PROBLEM REQUIREMENTS
Recast the listing below as a Markdown table with the columns Row and Line, one line per row and blank lines omitted, beginning at the line that contains "Provide one point per instance of the headband" and stopping after the line that contains "[(238, 114)]". Leave the pictures out of the table.

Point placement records
----------
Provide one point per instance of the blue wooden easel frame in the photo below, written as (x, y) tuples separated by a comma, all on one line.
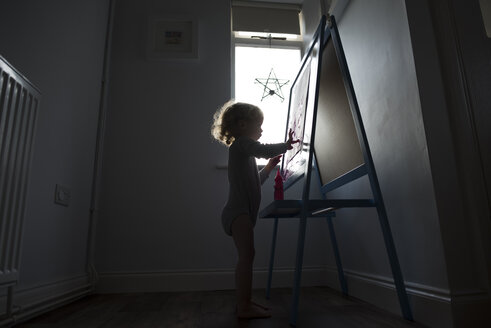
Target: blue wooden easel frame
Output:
[(307, 208)]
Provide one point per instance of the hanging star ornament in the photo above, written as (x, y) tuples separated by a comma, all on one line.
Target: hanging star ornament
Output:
[(272, 85)]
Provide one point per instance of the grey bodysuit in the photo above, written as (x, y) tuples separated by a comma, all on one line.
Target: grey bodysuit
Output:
[(244, 179)]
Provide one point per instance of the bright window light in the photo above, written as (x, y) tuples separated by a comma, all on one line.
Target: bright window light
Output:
[(253, 63), (290, 37)]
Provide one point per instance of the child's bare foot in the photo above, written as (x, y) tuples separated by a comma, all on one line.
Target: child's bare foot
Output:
[(252, 311)]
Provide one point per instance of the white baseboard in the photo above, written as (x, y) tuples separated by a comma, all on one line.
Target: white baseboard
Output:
[(35, 300), (431, 306), (202, 280)]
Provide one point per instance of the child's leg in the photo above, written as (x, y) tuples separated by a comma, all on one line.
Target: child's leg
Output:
[(243, 235)]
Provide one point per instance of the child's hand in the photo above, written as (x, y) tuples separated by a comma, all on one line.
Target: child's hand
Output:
[(290, 140)]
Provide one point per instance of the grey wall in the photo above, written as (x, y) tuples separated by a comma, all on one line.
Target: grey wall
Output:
[(59, 46), (162, 193), (419, 73)]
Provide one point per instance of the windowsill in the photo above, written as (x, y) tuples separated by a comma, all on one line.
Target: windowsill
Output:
[(225, 166)]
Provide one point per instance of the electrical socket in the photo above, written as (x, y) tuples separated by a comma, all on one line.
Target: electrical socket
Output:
[(62, 195)]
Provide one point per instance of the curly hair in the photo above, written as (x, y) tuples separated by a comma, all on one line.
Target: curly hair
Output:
[(225, 127)]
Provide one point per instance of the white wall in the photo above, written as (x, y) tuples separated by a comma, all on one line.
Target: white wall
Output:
[(162, 194), (59, 46)]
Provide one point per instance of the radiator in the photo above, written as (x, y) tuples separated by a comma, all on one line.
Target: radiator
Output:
[(19, 104)]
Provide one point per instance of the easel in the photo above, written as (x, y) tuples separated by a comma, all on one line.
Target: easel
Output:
[(307, 208)]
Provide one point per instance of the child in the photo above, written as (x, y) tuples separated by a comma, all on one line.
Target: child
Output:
[(238, 126)]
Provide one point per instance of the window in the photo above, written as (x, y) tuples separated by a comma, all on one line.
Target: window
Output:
[(267, 55)]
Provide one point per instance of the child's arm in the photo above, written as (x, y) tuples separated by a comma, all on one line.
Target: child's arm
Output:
[(259, 150)]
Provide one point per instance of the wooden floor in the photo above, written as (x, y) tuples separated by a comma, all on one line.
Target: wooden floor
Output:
[(319, 307)]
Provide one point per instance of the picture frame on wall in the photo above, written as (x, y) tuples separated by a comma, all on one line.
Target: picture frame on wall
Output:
[(172, 38)]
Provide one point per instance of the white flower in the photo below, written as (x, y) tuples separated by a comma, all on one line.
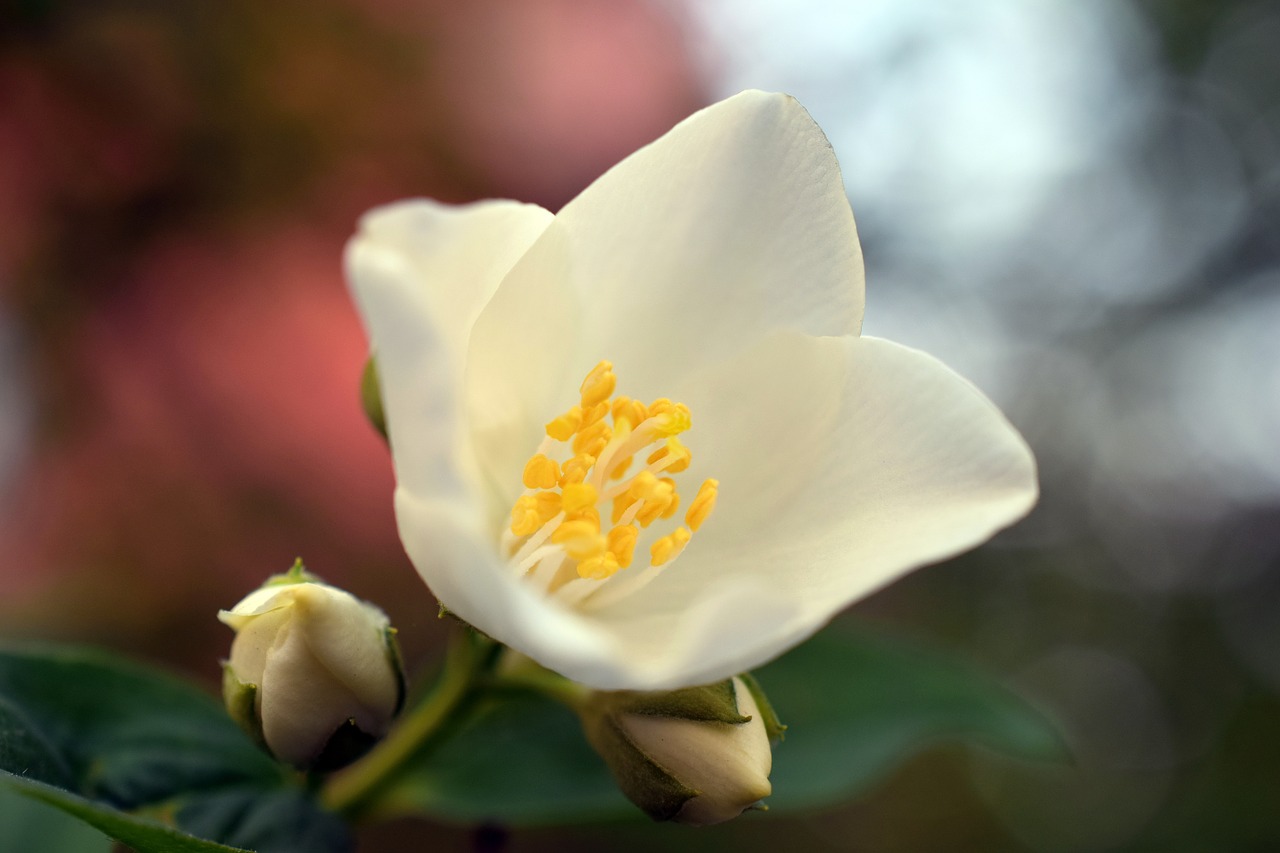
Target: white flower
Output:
[(316, 658), (720, 268)]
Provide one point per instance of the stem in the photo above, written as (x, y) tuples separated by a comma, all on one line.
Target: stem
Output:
[(515, 670), (355, 790)]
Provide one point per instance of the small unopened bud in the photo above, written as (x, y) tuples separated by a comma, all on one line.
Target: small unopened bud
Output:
[(314, 674), (698, 756)]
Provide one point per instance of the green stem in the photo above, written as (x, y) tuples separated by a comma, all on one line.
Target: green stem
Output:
[(515, 670), (355, 790)]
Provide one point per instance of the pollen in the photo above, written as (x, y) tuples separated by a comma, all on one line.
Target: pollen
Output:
[(703, 505), (589, 466), (540, 473)]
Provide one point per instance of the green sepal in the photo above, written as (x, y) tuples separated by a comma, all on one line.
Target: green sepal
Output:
[(397, 664), (707, 703), (773, 728), (371, 396), (297, 574), (241, 702), (644, 781)]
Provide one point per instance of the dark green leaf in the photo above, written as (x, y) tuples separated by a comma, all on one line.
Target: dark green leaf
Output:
[(521, 760), (270, 821), (99, 738), (117, 731), (28, 824), (142, 835)]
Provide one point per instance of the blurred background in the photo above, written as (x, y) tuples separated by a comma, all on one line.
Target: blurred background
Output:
[(1074, 203)]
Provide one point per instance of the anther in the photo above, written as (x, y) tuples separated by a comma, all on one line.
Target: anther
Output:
[(540, 473), (598, 384), (563, 427), (622, 543), (668, 547), (702, 505)]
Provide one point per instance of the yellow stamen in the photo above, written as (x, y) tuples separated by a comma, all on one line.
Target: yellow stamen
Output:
[(598, 568), (598, 433), (632, 411), (548, 505), (668, 547), (702, 505), (579, 496), (524, 516), (679, 454), (563, 427), (598, 384), (675, 498), (620, 468), (580, 539), (576, 469), (589, 514), (595, 414), (621, 505), (622, 543), (567, 495), (656, 502), (540, 473)]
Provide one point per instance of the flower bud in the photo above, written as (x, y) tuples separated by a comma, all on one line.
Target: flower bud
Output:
[(314, 673), (698, 756)]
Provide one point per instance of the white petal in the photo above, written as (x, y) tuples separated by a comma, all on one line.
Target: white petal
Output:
[(420, 273), (731, 226), (863, 460), (457, 560)]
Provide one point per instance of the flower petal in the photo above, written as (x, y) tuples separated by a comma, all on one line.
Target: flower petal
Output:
[(732, 226), (844, 463), (420, 273)]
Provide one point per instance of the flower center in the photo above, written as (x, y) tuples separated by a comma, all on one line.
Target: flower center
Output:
[(583, 471)]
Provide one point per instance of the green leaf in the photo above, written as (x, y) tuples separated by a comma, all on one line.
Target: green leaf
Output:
[(144, 835), (117, 731), (856, 706), (99, 738), (28, 824), (521, 760)]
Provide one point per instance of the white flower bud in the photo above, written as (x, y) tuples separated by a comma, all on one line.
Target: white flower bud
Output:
[(727, 763), (316, 661), (698, 756)]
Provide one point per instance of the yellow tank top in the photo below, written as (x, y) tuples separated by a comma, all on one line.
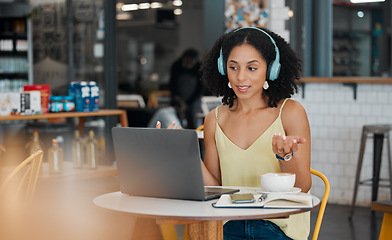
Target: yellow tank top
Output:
[(242, 167)]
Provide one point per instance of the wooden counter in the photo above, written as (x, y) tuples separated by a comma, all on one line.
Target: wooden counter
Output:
[(81, 115)]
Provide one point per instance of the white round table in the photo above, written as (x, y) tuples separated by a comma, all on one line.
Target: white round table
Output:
[(205, 221)]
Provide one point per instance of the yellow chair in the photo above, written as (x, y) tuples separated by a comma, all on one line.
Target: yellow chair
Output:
[(24, 176), (199, 128), (323, 204)]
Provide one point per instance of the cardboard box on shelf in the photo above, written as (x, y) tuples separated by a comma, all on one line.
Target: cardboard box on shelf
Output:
[(45, 93), (25, 103)]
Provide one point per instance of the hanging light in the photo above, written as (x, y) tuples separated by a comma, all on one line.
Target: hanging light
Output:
[(156, 5), (177, 3), (177, 11), (130, 7)]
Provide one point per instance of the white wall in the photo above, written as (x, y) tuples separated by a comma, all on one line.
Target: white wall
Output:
[(336, 121)]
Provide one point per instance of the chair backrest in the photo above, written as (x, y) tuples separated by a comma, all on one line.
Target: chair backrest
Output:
[(159, 98), (323, 202), (23, 177), (130, 100)]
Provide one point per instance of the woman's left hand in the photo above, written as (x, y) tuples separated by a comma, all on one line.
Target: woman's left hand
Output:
[(171, 125), (282, 145)]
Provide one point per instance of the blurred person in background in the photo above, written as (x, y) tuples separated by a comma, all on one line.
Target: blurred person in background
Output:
[(186, 88)]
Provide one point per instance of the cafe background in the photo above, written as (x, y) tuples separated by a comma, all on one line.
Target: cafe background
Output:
[(131, 51)]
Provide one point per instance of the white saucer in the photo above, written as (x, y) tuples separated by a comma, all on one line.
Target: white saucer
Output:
[(293, 190)]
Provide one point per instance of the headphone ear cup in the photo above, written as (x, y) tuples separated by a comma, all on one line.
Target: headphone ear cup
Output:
[(273, 70), (221, 65)]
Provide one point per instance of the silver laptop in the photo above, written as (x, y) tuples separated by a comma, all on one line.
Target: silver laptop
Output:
[(161, 163)]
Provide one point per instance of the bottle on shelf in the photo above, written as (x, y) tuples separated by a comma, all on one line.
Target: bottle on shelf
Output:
[(55, 155), (91, 151), (35, 144), (77, 150)]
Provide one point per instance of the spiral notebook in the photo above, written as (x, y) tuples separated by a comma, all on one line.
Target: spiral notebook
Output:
[(287, 201)]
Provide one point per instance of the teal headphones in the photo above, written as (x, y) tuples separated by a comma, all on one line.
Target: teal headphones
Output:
[(273, 68)]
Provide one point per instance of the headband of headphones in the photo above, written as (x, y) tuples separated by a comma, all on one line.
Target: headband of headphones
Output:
[(273, 68)]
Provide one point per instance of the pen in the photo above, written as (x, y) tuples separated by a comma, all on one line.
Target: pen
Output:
[(262, 197)]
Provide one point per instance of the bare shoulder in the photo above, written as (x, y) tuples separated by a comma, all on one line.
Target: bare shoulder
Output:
[(293, 108), (294, 117)]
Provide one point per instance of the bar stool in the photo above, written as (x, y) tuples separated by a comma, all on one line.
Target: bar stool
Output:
[(379, 132)]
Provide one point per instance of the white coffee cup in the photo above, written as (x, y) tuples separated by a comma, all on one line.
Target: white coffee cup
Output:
[(277, 182)]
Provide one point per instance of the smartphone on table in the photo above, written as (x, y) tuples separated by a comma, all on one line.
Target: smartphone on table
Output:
[(242, 198)]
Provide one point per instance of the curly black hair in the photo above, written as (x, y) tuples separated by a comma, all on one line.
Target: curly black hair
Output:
[(283, 87)]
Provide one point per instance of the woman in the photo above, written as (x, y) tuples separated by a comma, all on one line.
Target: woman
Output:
[(257, 129)]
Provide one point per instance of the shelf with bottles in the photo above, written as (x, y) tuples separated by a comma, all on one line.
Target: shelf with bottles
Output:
[(13, 36), (15, 59)]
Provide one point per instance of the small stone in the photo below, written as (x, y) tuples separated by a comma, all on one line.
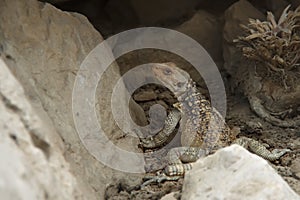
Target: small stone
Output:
[(145, 96)]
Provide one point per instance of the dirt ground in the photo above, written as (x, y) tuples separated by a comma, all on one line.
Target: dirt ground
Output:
[(238, 114)]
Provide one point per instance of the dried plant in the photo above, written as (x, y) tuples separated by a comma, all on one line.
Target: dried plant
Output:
[(274, 44)]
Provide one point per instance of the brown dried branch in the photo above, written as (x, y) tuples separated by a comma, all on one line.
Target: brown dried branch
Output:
[(275, 44)]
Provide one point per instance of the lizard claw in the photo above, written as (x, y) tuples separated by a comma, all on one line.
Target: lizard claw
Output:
[(158, 179)]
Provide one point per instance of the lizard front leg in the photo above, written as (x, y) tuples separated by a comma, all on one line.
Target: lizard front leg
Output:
[(259, 149), (162, 137)]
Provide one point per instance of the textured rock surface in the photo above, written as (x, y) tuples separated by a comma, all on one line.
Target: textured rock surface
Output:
[(234, 173), (31, 152), (44, 48), (206, 30)]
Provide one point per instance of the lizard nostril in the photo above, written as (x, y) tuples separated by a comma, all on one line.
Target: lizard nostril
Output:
[(167, 72)]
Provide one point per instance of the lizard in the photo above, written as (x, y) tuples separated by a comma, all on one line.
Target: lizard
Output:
[(203, 128)]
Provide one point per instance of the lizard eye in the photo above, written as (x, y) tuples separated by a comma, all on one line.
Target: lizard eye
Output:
[(179, 84), (167, 72)]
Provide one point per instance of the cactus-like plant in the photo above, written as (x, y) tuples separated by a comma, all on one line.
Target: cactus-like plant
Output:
[(275, 45)]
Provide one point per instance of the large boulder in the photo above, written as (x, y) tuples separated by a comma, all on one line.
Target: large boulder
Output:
[(31, 151), (235, 173), (44, 48)]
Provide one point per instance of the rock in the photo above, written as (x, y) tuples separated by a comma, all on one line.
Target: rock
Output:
[(145, 96), (31, 151), (276, 6), (170, 196), (44, 47), (295, 3), (234, 173), (206, 30), (295, 166)]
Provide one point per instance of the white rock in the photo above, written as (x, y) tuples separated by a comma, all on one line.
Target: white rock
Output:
[(234, 173), (44, 47), (32, 163)]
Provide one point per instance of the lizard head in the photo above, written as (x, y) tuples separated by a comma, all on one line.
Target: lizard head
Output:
[(174, 78)]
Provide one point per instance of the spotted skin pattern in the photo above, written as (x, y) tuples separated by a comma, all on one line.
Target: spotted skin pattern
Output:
[(202, 127)]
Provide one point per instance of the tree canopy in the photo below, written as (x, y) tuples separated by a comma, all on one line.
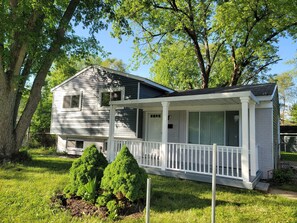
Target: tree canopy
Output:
[(231, 41)]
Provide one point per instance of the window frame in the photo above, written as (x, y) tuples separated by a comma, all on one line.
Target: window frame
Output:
[(76, 141), (224, 125), (71, 95), (110, 91)]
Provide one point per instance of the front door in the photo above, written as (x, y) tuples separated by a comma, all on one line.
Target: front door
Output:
[(154, 127)]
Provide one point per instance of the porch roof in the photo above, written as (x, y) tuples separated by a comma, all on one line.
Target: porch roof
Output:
[(224, 98)]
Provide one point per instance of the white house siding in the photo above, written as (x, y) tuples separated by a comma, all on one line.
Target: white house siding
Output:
[(264, 139), (91, 119)]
----------
OUTPUT OF THE TASK
| Row | Line |
|---|---|
| 1 | Provide one point per instance of the headband of headphones in the photo above, written as (x, y) tuples separated by a comma, all on one line. |
| 2 | Target: headband of headphones |
| 3 | Output: |
| 4 | [(273, 68)] |
| 5 | Provide one point per instance of the pen in the photo above, written as (x, y) tuples separated by a comma, all on one line. |
| 6 | Target: pen |
| 7 | Output: |
| 8 | [(262, 197)] |
| 9 | Provide one point per instance of the bare shoulder in the photo above, written as (x, y) tuples separated by a comma, all on one line. |
| 10 | Target: bare shoulder |
| 11 | Output: |
| 12 | [(293, 108), (294, 117)] |
| 13 | Provide one point per instance of the bar stool in the photo above, written as (x, y) tuples separated by a comma, all on one line. |
| 14 | Target: bar stool |
| 15 | Output: |
| 16 | [(379, 132)] |
| 17 | Provide one point per instance of the white coffee cup in the photo above, written as (x, y) tuples separated by a comma, all on one line. |
| 18 | Target: white coffee cup |
| 19 | Output: |
| 20 | [(277, 182)] |
| 21 | Provide one point per instance of the smartphone on table in the photo above, written as (x, y) tuples separated by a comma, all on one line. |
| 22 | Target: smartphone on table |
| 23 | Output: |
| 24 | [(242, 198)] |
| 25 | Provide one point per instance of the curly black hair in the photo above, written as (x, y) tuples separated by a comma, all on one line. |
| 26 | Target: curly black hair |
| 27 | Output: |
| 28 | [(283, 87)] |
| 29 | Provide one point per instance of the woman in the photo above, written as (x, y) tuples separated by a comma, all on one line. |
| 30 | Target: woman |
| 31 | Output: |
| 32 | [(257, 129)] |
| 33 | Provide one point per instance of the shelf with bottles in the photo above, written as (x, y) tuples separated by a comma, all on one line. |
| 34 | Target: shelf with bottles |
| 35 | Output: |
| 36 | [(13, 36), (15, 59)] |
| 37 | Provide one point per instance of the small stone in the photo below, written as (x, y) tuples separated by a comma, all on one line. |
| 38 | Target: small stone |
| 39 | Output: |
| 40 | [(145, 96)] |
| 41 | Provide one point per instance of the dirt ground in the photo above, written as (x, y) tuples separated by a comma, all on one line. |
| 42 | Target: dirt ground |
| 43 | Output: |
| 44 | [(238, 114)] |